■ WHAT THE TASK REQUIRES
Reproduce all of the data below word for word, keeping every line unchanged.

BEGIN

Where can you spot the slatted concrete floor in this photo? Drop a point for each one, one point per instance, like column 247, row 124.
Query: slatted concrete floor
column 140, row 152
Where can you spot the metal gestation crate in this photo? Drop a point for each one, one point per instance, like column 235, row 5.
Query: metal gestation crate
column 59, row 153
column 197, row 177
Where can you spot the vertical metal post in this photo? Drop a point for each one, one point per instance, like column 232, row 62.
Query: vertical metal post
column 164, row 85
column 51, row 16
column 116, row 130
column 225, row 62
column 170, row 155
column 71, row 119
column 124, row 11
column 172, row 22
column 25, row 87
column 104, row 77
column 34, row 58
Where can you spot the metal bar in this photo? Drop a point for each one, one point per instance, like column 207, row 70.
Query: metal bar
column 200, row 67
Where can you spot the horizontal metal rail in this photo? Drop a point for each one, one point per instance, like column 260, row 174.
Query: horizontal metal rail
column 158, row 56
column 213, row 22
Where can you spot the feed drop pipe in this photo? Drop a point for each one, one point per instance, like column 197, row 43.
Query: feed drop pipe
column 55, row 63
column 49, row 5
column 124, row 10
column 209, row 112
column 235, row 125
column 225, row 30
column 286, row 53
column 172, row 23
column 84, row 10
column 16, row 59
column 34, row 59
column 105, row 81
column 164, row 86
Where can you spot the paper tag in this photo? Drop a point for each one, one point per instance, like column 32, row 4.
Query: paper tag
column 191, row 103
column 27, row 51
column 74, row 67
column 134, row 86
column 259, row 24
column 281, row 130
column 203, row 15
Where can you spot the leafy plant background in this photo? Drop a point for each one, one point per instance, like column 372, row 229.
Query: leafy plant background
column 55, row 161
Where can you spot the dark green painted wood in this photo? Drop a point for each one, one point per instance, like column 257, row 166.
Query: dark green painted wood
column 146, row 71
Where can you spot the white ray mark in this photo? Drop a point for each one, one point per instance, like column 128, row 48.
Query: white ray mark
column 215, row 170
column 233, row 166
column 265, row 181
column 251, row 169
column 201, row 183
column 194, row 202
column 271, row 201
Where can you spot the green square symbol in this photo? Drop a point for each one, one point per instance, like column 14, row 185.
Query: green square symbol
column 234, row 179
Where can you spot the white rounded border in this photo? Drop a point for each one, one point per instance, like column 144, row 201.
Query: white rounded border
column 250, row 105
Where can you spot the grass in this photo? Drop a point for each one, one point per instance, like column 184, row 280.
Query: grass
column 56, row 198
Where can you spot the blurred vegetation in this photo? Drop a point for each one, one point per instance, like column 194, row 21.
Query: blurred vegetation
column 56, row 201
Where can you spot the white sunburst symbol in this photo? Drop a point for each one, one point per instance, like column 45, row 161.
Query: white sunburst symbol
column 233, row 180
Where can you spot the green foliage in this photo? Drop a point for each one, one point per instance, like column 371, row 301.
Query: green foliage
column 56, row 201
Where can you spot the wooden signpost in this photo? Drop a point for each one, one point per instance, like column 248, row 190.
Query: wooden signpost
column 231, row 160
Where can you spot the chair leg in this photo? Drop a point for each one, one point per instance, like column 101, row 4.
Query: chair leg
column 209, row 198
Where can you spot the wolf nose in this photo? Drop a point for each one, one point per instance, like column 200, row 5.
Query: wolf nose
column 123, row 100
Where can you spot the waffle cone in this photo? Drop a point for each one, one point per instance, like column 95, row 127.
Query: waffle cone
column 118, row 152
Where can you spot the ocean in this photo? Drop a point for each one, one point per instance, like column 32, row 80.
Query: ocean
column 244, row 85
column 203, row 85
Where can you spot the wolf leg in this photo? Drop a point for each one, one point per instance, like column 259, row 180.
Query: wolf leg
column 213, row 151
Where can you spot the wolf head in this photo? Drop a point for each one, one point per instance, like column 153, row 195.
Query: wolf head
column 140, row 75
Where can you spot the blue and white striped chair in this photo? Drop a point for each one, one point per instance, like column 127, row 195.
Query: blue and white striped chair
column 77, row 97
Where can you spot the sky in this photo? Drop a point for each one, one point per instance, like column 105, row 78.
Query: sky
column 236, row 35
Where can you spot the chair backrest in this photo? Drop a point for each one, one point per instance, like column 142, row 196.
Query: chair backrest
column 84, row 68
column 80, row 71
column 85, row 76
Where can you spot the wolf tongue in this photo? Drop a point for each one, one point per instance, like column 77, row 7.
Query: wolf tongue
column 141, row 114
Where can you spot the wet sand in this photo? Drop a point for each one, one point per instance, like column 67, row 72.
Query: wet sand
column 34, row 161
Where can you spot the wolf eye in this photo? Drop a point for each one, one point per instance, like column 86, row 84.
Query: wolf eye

END

■ SOLUTION FOR THIS TASK
Where can you spot the slatted concrete floor in this photo? Drop a point for each one, one point per instance, like column 247, row 124.
Query: slatted concrete floor
column 140, row 152
Where can you spot the metal gestation crate in this photo? Drop a point for each one, one point per instance, like column 235, row 5.
Query: metal gestation crate
column 59, row 153
column 197, row 177
Where can you spot the vertical metal post in this photo? Drop a point for each one, one point per instance, like column 232, row 62.
Query: vertical metal post
column 164, row 85
column 51, row 16
column 116, row 130
column 225, row 62
column 170, row 155
column 71, row 119
column 124, row 11
column 172, row 22
column 25, row 87
column 104, row 77
column 34, row 58
Where can you spot the metal bar in this photo? Drop a point for each one, one point per instance, like column 207, row 70.
Query: metal bar
column 200, row 67
Where can you spot the horizontal metal rail in this photo? Drop a point for each one, one point per instance, like column 260, row 174.
Query: horizontal metal rail
column 158, row 56
column 213, row 22
Where can you spot the feed drop pipe in this photo? Drop a point for each one, one point per instance, like column 197, row 43.
Query: feed drop pipe
column 55, row 63
column 49, row 5
column 124, row 10
column 209, row 112
column 235, row 125
column 225, row 30
column 286, row 53
column 172, row 23
column 84, row 10
column 16, row 59
column 34, row 59
column 105, row 81
column 164, row 86
Where can you spot the paper tag in this photo? Drop a point for each one, one point per instance, like column 32, row 4.
Query: paper tag
column 191, row 103
column 27, row 51
column 74, row 67
column 134, row 86
column 259, row 24
column 281, row 130
column 203, row 15
Where can you spot the leafy plant background in this photo? Drop a point for each one, one point per instance, like column 372, row 229.
Query: leafy plant background
column 55, row 161
Where can you spot the dark green painted wood in this photo? Drop a point for each one, one point per instance, like column 257, row 166.
Query: dark green painted wood
column 146, row 71
Where can you spot the white ray mark in this photo? Drop a point for each one, one point per instance, like column 128, row 48.
Query: white ray mark
column 215, row 170
column 233, row 166
column 265, row 181
column 251, row 169
column 201, row 183
column 194, row 202
column 271, row 201
Where can you spot the green square symbol in this photo? Drop a point for each one, one point per instance, like column 14, row 185.
Query: green square symbol
column 234, row 179
Where can you spot the white rounded border in this photo? Drop a point for each one, one point per instance, like column 144, row 201.
Query: white rounded border
column 250, row 105
Where can you spot the grass in this photo? Drop a point for each one, one point per instance, like column 184, row 280.
Query: grass
column 56, row 198
Where can you spot the blurred vegetation in this photo? Drop a point for each one, one point per instance, like column 194, row 21.
Query: blurred vegetation
column 56, row 201
Where can you spot the white sunburst symbol in this photo? Drop a point for each one, one point per instance, like column 45, row 161.
Query: white sunburst symbol
column 233, row 180
Where can you spot the green foliage in this photo? Drop a point for each one, one point per instance, like column 371, row 301.
Query: green foliage
column 56, row 201
Where can you spot the wooden signpost in this photo? Drop a point for each one, one point per instance, like column 248, row 190.
Query: wooden signpost
column 231, row 160
Where can you spot the chair leg in this photo? Drop a point for each one, one point per instance, like column 101, row 4.
Query: chair leg
column 209, row 198
Where can you spot the wolf nose in this photo? Drop a point for each one, one point per instance, like column 200, row 5.
Query: wolf nose
column 123, row 100
Where can you spot the waffle cone in this photo? Drop a point for each one, one point per instance, like column 95, row 127.
Query: waffle cone
column 118, row 152
Where can you spot the ocean in this photo? Drop a point for each one, one point per instance, like column 32, row 80.
Query: ocean
column 244, row 85
column 203, row 85
Where can you spot the wolf leg in this photo? Drop a point for each one, one point per instance, like column 259, row 180.
Query: wolf leg
column 213, row 151
Where can you spot the wolf head in this photo? Drop a point for each one, one point per instance, like column 153, row 195.
Query: wolf head
column 140, row 75
Where can you spot the blue and white striped chair in this photo? Drop a point for each one, one point per instance, like column 127, row 195.
Query: blue and white striped chair
column 77, row 97
Where can you spot the sky in this photo? Drop a point for each one, one point per instance, like column 105, row 78.
Query: sky
column 236, row 35
Where can you spot the chair backrest in this photo? Drop a point for each one, one point per instance, like column 142, row 196.
Query: chair backrest
column 84, row 68
column 80, row 71
column 85, row 76
Where can you spot the wolf tongue in this photo? Drop a point for each one, one point per instance, like column 77, row 7.
Query: wolf tongue
column 141, row 114
Where can you spot the wet sand in this photo? Drop a point for each one, one point per instance, like column 67, row 72.
Query: wet sand
column 34, row 161
Where can you spot the wolf eye in this photo? Drop a point for each one, one point per instance, like column 86, row 84.
Query: wolf eye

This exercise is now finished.